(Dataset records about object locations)
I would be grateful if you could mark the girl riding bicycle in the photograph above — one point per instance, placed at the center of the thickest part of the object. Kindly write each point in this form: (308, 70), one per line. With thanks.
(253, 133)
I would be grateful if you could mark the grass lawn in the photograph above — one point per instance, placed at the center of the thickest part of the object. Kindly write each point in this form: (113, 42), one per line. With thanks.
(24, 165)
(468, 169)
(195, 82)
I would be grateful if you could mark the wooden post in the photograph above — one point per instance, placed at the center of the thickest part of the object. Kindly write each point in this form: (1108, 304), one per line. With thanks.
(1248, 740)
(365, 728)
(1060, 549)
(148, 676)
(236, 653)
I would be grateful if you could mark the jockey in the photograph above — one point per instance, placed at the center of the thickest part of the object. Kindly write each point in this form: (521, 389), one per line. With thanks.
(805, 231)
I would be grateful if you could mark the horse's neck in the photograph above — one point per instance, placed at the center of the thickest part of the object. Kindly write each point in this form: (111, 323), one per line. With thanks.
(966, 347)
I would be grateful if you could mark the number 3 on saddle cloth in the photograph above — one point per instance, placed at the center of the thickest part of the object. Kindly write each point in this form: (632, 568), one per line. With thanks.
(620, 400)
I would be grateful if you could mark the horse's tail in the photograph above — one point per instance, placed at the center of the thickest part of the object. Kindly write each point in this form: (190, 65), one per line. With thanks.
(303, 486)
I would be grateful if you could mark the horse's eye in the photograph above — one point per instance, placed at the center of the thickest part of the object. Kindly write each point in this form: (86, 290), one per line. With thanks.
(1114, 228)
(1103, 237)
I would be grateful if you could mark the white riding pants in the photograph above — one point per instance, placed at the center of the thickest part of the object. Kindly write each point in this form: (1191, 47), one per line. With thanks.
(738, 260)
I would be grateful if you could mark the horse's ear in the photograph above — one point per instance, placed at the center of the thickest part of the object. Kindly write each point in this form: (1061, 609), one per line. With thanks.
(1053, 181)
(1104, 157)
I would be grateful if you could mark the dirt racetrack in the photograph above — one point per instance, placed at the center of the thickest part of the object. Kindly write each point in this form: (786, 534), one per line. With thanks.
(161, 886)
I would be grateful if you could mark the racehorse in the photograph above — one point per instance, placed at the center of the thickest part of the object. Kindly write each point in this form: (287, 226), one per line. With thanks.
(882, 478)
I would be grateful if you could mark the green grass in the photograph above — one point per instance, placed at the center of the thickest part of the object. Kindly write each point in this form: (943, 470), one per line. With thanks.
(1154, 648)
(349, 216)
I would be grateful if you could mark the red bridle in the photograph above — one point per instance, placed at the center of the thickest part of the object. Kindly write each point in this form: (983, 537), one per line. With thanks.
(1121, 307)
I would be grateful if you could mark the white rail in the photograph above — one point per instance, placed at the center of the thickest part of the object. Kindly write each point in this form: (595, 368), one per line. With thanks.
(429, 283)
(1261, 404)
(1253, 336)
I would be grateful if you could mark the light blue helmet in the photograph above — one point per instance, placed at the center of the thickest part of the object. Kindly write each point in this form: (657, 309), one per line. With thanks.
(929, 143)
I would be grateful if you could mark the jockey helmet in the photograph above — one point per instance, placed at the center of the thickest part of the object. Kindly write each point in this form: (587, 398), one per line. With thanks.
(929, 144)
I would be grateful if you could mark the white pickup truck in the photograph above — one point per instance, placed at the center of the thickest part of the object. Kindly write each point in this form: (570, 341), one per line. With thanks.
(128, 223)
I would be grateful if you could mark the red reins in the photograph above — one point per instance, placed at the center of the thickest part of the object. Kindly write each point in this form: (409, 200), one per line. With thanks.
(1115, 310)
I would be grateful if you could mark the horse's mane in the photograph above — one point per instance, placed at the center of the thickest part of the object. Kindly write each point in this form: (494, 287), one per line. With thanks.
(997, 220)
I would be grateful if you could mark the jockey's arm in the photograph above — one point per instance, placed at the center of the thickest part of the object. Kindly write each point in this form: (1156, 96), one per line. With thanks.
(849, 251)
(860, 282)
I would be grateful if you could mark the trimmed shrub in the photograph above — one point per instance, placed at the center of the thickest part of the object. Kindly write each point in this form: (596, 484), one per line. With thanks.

• AIM
Your task is to reproduce, exactly and exclusively, the lines from the one holding "I would be grateful if you could mark the white pickup" through the final line of the listing.

• ANSWER TO THE TASK
I would be grateful if you could mark the white pickup truck in the photograph above — one point per instance, placed at the center of the thickest part of the object. Kindly write each point in this form: (570, 341), one per line. With thanks.
(128, 223)
I would be grateful if you could mark the red reins in the photograph above — one point per instance, placed at the center of the thickest part of the object. Kindly write each point in this form: (409, 200), one per line. With thanks.
(1115, 310)
I would be grateful if you could mark the horse's mane in the photograph above — one point per instance, placed at the center of the thickest part of the object. Kindly write each point in this form: (494, 287), one per line. With thanks.
(997, 220)
I would be grateful if you could mark the jockey's arm in the photograph above — one point per instance, placed at the center of the thickest part of the object. Kindly write each point in this form: (1156, 96), one per line. With thanks.
(849, 251)
(860, 282)
I would be grateful if you could mark the trimmed shrub in the photograph above — one point per instance, placed at the center of the thickest part of the object. Kindly write each point in this form: (596, 484), one per line. With thanks.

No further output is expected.